> Short task
Could you write out all the rows below again, swapping every "bounding box" for "enclosing rectangle", changing nothing else, and omitting the pictures?

> Extracted entries

____________

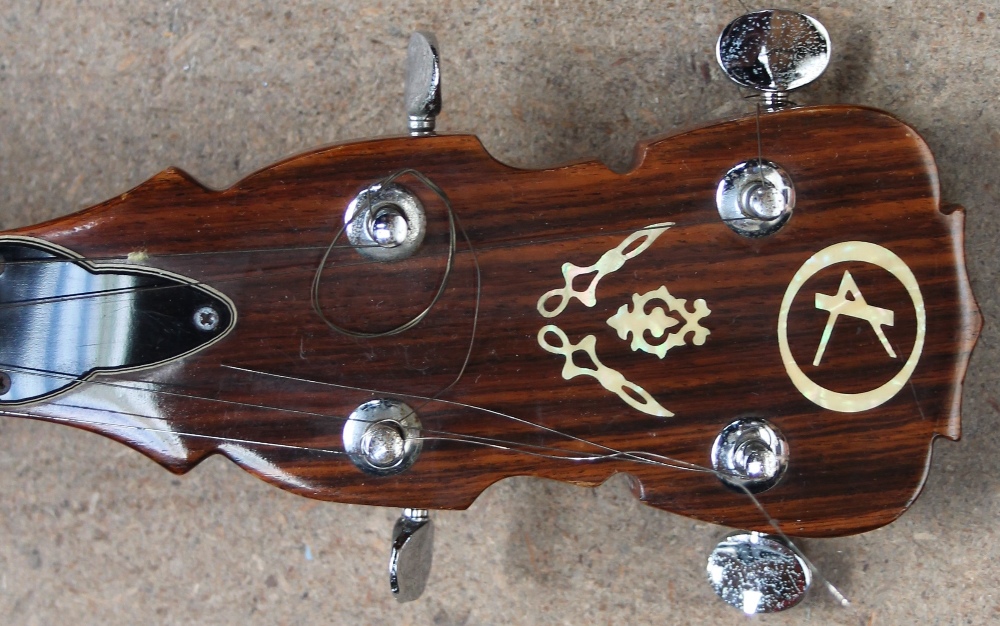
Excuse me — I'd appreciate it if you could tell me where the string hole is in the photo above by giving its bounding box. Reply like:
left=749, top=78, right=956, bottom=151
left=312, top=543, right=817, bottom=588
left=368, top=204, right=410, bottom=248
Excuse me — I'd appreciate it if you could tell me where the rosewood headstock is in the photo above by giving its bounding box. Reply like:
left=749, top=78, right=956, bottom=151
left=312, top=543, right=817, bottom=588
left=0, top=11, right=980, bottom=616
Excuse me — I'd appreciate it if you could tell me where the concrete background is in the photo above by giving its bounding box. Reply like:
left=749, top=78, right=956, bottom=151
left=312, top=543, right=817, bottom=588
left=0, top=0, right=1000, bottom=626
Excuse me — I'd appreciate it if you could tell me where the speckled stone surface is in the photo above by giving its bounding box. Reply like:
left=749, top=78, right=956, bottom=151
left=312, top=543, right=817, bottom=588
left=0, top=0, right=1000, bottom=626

____________

> Exercise output
Excuse me — I'd appreciate it if you could tell me where the string hole is in the photo above by giving its enclosing rectangle. Reply like:
left=749, top=78, right=956, bottom=151
left=312, top=543, right=817, bottom=588
left=368, top=204, right=410, bottom=248
Excuse me — I'd appreciate it if you could tell me where the rosewood headstock is in the photo above by giving its enclosing rectangle. Reply like:
left=749, top=78, right=956, bottom=151
left=312, top=543, right=817, bottom=588
left=0, top=11, right=980, bottom=616
Excuse me — I'd appreciate it if you could tell me where the concrete background is in the photo above by giving its enclosing rectangle. Reply like:
left=749, top=78, right=956, bottom=151
left=312, top=543, right=817, bottom=588
left=0, top=0, right=1000, bottom=626
Excuse me — I'd appreciate it if you could tell me where the speckled stone surface is in the photo above by giving its enclosing rectangle. Reply like:
left=749, top=78, right=956, bottom=151
left=312, top=543, right=817, bottom=588
left=0, top=0, right=1000, bottom=626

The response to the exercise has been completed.